MATERIALS PROVIDED
========================================

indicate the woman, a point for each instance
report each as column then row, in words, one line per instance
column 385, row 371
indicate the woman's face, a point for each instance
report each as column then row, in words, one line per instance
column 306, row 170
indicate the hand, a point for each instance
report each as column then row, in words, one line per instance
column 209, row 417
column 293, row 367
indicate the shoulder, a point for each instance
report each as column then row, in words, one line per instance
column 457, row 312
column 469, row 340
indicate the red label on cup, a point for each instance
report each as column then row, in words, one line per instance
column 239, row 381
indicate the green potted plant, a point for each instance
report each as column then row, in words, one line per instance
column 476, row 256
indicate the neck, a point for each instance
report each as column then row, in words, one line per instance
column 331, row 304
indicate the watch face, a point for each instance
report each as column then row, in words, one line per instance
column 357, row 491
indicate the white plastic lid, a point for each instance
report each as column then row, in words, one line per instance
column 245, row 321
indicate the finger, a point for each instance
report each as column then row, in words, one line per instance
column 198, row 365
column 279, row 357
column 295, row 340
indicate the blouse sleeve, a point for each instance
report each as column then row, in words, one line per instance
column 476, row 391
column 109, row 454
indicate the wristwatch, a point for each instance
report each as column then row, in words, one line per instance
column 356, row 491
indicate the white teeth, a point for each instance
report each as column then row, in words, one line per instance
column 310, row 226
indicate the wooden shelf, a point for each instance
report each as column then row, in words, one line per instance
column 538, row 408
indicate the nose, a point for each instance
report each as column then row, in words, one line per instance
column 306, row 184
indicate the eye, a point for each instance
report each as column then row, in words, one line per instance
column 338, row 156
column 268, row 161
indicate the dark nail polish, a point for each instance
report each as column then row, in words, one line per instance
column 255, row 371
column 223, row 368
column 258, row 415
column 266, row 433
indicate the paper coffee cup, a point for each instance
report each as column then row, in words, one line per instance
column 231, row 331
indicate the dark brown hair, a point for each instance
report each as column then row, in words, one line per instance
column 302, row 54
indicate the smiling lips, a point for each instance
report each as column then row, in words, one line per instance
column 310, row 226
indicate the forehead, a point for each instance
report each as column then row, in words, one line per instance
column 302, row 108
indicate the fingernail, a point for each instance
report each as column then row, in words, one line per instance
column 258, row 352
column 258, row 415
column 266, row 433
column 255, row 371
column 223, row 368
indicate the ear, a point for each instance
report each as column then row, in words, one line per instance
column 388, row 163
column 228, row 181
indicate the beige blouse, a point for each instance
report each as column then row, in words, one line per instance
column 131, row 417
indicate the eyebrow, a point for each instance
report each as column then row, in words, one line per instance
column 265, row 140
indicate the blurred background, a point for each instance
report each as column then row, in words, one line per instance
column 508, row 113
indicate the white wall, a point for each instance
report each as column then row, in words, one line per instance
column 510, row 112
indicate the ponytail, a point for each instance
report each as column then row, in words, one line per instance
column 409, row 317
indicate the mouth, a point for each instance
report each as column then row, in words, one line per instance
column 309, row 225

========================================

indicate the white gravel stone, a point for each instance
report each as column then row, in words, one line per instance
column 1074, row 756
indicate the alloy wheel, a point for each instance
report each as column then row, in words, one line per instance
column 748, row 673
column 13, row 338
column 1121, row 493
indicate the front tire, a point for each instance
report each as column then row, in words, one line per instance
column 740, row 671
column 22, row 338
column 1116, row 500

========================================

REQUIRED ACTION
Scan the material above for lines holding "dark" and copy each of them.

SOLUTION
indicate the dark nail polish, a point for each instance
indicate the dark brown hair, a point for each instance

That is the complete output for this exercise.